* To be done:
Locate every line in the records below that contains the string "stitching", and copy each of those lines.

## start Task material

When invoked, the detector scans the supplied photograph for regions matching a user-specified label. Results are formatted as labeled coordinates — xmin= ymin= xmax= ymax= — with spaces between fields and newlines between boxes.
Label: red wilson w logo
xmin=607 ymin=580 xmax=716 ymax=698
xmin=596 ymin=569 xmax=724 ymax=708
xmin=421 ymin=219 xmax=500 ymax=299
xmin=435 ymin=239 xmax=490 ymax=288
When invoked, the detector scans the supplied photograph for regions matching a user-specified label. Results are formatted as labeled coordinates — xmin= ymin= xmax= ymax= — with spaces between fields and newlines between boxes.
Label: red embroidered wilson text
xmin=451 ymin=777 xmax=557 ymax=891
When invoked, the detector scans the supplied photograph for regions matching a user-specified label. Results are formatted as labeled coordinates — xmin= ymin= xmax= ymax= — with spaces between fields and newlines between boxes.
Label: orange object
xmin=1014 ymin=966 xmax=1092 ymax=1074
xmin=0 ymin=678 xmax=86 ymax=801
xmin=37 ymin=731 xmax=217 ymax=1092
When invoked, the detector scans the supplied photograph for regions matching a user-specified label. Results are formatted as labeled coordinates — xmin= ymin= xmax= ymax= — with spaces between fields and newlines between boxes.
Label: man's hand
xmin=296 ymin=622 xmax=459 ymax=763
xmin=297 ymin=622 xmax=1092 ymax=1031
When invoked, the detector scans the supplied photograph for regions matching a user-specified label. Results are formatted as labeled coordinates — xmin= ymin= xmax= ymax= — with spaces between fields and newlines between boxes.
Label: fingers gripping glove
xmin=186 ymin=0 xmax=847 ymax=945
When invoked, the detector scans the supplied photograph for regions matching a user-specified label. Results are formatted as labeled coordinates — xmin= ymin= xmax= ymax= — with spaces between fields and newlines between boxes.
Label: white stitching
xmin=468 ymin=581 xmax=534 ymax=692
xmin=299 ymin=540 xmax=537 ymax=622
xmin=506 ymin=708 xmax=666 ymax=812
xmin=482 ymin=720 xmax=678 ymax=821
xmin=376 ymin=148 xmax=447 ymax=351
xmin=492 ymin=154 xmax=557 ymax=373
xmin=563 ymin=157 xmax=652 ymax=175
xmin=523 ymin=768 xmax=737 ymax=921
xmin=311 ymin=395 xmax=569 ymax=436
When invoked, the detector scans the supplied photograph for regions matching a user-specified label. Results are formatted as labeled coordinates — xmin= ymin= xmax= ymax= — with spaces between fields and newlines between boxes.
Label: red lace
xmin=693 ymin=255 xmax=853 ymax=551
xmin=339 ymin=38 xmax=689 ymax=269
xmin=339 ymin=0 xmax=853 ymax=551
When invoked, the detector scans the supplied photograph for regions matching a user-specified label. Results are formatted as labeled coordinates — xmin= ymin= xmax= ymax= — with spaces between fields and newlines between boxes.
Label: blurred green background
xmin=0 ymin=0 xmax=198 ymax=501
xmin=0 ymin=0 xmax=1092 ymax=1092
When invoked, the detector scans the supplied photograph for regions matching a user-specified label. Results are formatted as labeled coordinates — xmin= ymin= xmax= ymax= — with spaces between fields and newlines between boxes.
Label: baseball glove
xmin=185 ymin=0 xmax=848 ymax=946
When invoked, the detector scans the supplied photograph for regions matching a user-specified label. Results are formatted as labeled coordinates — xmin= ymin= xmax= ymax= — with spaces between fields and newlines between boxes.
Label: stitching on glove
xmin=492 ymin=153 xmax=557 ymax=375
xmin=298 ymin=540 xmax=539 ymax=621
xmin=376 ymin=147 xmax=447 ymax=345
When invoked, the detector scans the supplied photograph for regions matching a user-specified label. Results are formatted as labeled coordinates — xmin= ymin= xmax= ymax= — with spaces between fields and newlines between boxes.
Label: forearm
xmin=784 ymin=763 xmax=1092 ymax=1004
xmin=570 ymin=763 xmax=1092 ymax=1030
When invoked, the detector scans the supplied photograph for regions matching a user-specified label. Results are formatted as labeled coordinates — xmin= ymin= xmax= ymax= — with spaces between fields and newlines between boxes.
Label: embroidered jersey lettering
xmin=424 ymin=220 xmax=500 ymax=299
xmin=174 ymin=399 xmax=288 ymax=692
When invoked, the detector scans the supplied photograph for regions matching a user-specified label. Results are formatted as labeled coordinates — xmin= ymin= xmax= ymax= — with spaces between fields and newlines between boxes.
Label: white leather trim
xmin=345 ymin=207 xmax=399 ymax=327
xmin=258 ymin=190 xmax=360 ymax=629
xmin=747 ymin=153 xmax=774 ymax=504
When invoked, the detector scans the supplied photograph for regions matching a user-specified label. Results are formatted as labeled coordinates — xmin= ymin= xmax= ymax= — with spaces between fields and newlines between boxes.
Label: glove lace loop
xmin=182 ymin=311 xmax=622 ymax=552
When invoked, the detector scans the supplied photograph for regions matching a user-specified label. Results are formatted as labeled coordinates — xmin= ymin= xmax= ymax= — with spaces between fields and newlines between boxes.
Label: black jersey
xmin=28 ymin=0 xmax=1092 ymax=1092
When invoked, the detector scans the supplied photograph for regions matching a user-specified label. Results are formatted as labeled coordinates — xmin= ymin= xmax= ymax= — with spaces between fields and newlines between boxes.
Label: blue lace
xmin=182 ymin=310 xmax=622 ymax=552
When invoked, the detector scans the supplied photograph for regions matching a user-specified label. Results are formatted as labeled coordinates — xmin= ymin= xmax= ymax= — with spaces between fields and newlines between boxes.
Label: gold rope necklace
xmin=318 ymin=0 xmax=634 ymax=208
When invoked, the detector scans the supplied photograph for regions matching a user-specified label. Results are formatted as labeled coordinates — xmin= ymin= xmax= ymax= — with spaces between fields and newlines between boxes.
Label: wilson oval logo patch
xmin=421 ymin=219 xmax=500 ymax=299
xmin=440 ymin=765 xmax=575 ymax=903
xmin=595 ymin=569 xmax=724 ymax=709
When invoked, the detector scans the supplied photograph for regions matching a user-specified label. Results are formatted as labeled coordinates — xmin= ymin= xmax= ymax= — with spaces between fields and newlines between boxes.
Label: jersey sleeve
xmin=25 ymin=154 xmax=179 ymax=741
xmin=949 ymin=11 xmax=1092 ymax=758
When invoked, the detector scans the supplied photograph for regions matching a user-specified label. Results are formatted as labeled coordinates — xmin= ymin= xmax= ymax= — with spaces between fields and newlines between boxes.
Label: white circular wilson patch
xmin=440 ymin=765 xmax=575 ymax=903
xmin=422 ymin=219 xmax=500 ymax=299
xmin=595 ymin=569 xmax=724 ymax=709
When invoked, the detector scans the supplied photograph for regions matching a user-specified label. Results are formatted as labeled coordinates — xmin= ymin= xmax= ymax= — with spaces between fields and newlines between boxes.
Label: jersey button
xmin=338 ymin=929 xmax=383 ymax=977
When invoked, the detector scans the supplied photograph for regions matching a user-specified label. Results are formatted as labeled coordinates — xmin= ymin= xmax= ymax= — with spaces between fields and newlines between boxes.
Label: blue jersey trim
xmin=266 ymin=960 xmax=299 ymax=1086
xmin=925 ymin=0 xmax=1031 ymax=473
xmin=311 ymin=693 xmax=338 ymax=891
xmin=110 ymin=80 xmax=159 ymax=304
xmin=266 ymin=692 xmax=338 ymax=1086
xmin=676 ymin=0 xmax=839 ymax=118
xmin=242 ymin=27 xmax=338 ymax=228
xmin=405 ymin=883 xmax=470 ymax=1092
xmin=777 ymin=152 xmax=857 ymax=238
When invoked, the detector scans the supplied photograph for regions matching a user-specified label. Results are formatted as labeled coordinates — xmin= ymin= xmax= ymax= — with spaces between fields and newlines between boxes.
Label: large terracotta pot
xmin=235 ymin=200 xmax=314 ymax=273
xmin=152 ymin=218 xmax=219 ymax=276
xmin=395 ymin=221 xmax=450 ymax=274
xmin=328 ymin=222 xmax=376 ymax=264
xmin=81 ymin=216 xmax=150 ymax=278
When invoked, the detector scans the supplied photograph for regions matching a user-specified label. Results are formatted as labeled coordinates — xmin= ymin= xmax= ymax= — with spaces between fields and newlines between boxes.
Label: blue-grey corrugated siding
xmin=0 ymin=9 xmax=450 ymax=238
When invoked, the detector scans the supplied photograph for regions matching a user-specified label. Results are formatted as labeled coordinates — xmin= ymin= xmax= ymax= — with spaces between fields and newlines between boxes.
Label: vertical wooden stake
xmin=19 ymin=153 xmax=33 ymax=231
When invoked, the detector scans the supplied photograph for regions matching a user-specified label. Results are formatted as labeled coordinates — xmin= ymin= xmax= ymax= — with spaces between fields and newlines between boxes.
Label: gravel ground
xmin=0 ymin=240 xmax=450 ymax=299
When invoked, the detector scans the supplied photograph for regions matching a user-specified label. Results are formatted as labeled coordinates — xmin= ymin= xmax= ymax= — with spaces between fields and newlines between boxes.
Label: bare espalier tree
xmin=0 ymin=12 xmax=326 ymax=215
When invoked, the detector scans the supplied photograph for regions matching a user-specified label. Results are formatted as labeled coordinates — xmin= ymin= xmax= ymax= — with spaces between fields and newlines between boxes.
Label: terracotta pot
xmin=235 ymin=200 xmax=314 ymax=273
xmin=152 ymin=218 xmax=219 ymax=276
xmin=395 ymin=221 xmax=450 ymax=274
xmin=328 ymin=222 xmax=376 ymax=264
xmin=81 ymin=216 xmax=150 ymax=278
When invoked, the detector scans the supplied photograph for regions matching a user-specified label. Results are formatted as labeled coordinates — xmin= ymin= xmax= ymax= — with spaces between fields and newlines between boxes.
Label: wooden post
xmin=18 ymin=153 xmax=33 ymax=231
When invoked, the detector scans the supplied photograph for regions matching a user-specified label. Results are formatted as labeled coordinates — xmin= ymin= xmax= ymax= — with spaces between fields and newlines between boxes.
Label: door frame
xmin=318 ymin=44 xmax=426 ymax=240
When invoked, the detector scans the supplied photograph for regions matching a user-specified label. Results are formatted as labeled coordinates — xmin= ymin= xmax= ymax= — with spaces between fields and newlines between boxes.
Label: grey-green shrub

## end Task material

* Task response:
Label: white stitching
Label: stitching on glove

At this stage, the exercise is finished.